== Segment start ==
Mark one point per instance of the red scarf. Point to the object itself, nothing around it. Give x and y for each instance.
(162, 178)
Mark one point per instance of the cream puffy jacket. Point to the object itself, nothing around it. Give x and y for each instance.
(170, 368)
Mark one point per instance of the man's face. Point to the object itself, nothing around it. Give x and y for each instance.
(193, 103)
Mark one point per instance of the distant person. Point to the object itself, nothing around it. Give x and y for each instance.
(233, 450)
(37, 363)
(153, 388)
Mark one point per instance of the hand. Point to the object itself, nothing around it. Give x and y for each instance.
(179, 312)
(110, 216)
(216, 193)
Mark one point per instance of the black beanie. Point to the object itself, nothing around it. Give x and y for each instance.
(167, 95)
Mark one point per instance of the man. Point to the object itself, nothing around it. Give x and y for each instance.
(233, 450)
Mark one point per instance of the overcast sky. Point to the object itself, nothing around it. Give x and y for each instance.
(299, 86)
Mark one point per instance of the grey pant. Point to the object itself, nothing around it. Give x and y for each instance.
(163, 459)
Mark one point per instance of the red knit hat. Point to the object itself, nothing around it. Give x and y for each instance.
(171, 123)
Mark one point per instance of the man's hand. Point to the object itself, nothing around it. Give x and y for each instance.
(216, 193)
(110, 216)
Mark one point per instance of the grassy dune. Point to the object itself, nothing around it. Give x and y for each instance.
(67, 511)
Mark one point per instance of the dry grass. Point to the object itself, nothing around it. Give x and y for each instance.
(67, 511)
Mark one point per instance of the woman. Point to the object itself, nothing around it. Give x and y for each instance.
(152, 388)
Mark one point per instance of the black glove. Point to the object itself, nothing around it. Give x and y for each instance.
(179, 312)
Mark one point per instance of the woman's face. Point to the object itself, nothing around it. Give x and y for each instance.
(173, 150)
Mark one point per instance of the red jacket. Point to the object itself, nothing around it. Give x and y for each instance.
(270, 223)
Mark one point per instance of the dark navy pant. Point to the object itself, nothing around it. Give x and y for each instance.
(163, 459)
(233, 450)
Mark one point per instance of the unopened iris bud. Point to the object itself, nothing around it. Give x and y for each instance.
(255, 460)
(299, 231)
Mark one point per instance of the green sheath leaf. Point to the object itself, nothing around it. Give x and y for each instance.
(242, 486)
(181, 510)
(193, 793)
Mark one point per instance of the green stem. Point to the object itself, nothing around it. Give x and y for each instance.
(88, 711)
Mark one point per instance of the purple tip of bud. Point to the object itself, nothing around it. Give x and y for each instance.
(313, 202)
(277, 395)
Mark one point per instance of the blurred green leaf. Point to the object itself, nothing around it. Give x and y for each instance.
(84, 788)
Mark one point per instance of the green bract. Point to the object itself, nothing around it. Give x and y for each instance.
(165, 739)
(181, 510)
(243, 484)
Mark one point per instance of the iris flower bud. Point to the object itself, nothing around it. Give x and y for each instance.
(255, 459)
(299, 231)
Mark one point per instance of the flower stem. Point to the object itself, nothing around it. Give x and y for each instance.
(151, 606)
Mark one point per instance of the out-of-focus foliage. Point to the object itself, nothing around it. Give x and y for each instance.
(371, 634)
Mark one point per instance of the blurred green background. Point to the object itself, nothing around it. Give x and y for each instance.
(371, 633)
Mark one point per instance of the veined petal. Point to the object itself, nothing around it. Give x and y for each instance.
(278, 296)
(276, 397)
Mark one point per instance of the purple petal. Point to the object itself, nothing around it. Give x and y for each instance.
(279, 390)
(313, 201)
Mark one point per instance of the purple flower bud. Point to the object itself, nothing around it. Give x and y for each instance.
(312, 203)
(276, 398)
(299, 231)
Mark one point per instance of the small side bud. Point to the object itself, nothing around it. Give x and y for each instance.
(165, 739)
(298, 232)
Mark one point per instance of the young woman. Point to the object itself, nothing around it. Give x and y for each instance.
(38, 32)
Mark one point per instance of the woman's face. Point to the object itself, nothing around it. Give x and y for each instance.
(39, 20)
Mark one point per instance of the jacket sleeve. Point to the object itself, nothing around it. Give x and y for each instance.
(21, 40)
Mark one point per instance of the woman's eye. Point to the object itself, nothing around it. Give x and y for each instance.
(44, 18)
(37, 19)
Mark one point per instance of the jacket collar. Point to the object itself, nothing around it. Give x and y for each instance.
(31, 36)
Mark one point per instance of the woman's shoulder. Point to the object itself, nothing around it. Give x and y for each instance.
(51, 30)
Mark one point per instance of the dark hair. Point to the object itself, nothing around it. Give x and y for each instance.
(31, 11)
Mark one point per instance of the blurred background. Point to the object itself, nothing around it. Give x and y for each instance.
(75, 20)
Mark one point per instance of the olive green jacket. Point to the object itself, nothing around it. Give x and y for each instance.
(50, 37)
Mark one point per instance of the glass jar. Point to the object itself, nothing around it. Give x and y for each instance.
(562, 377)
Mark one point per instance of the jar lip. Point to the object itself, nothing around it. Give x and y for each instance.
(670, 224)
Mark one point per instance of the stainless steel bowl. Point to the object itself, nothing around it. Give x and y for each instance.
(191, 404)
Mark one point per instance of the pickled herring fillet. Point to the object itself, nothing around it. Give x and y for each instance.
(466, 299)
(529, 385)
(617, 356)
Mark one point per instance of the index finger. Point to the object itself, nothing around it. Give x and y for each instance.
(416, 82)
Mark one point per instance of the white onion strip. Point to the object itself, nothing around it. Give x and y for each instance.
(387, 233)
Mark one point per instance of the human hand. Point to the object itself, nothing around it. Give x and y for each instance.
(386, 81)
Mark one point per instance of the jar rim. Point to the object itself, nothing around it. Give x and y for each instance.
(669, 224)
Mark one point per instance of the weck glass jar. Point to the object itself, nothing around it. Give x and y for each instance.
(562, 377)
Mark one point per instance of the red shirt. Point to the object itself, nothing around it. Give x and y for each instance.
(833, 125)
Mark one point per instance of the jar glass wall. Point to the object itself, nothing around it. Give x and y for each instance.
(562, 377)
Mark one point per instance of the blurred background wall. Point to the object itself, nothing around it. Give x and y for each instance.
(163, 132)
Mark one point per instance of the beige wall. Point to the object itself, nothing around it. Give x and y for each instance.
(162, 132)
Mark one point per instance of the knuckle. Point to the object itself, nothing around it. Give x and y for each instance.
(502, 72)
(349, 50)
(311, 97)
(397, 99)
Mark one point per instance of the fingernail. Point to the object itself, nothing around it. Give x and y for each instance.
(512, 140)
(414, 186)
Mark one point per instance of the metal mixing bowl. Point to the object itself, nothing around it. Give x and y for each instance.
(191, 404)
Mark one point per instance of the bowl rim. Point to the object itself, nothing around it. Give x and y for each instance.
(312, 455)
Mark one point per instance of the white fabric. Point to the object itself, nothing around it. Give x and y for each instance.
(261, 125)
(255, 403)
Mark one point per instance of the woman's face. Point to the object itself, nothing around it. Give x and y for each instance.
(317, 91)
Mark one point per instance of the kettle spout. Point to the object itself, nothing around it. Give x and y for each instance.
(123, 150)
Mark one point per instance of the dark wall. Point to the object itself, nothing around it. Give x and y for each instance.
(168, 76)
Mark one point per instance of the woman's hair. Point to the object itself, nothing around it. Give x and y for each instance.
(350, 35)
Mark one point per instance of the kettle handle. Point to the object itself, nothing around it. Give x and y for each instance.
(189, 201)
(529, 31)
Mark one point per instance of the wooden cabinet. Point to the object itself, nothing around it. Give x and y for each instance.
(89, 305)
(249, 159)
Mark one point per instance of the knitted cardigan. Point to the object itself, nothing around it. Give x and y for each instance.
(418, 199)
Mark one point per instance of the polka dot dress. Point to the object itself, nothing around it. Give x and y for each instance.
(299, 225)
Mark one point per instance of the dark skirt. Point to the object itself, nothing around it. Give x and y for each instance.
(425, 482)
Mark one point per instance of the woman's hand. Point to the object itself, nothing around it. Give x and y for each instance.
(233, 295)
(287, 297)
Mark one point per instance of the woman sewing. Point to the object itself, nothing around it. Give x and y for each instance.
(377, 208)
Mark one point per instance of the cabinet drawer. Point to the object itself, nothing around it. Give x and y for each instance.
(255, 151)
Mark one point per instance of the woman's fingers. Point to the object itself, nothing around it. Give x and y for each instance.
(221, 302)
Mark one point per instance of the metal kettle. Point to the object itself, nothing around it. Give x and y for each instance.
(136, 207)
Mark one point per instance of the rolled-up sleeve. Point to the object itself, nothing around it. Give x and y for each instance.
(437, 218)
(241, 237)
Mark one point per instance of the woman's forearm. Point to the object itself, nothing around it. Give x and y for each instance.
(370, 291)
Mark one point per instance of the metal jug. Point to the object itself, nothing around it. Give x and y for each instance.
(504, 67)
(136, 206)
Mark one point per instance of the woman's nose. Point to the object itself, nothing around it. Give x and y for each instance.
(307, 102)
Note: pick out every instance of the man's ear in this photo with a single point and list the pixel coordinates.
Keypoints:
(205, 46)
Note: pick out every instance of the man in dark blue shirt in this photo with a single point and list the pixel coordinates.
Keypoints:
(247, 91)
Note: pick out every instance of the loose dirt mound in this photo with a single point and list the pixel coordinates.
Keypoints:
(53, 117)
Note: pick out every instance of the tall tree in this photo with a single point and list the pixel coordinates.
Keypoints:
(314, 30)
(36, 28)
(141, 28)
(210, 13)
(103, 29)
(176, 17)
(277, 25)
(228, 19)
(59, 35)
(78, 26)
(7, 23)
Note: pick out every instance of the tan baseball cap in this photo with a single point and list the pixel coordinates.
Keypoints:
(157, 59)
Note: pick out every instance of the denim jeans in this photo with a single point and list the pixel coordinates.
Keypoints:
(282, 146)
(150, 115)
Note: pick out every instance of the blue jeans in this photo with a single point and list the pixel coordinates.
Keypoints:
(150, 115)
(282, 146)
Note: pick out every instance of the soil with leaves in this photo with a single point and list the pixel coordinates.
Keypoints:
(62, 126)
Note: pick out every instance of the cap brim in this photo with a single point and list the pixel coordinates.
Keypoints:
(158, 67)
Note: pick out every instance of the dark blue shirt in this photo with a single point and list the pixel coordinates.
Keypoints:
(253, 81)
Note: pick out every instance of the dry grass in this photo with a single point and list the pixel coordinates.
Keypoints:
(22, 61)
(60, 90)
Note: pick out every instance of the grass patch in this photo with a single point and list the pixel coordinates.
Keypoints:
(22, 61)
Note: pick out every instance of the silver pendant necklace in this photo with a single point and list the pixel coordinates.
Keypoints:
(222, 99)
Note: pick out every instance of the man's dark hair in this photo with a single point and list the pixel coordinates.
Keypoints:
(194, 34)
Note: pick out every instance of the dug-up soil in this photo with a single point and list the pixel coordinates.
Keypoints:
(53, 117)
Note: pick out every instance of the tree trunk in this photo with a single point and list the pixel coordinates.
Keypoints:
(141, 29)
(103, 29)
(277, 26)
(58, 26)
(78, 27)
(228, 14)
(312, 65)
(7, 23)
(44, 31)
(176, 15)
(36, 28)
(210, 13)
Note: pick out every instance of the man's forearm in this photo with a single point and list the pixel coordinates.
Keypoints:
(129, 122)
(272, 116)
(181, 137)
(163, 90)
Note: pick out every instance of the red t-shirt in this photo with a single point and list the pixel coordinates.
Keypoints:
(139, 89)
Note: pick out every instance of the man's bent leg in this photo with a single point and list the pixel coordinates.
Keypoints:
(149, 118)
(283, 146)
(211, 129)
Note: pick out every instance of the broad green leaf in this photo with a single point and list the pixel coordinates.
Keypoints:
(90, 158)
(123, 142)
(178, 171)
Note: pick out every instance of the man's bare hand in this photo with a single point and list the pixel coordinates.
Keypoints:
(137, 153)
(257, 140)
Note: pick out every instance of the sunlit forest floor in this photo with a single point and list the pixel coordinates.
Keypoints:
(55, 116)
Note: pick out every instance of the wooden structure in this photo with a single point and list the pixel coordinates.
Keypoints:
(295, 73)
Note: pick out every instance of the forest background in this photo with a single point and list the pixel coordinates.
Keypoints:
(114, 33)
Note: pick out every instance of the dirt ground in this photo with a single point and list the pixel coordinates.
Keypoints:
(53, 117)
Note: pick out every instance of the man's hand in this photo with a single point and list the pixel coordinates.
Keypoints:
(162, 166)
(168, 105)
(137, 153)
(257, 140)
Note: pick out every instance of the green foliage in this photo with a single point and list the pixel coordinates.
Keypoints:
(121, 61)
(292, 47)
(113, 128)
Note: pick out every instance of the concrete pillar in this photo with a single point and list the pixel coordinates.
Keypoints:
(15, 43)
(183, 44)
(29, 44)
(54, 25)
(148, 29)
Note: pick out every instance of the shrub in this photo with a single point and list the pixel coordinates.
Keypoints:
== Segment end ==
Work to complete:
Find "Note: pick out every instance of the concrete" in the records above. Repeat its line and every later line exactly, through the last one.

Exercise result:
Note: pick out every instance of the concrete pillar in this photo with a single point and list the pixel coordinates.
Keypoints:
(15, 43)
(183, 44)
(29, 44)
(54, 25)
(148, 29)
Note: pick out every instance of the shrub in this photo with a single point and list the pixel coordinates.
Keypoints:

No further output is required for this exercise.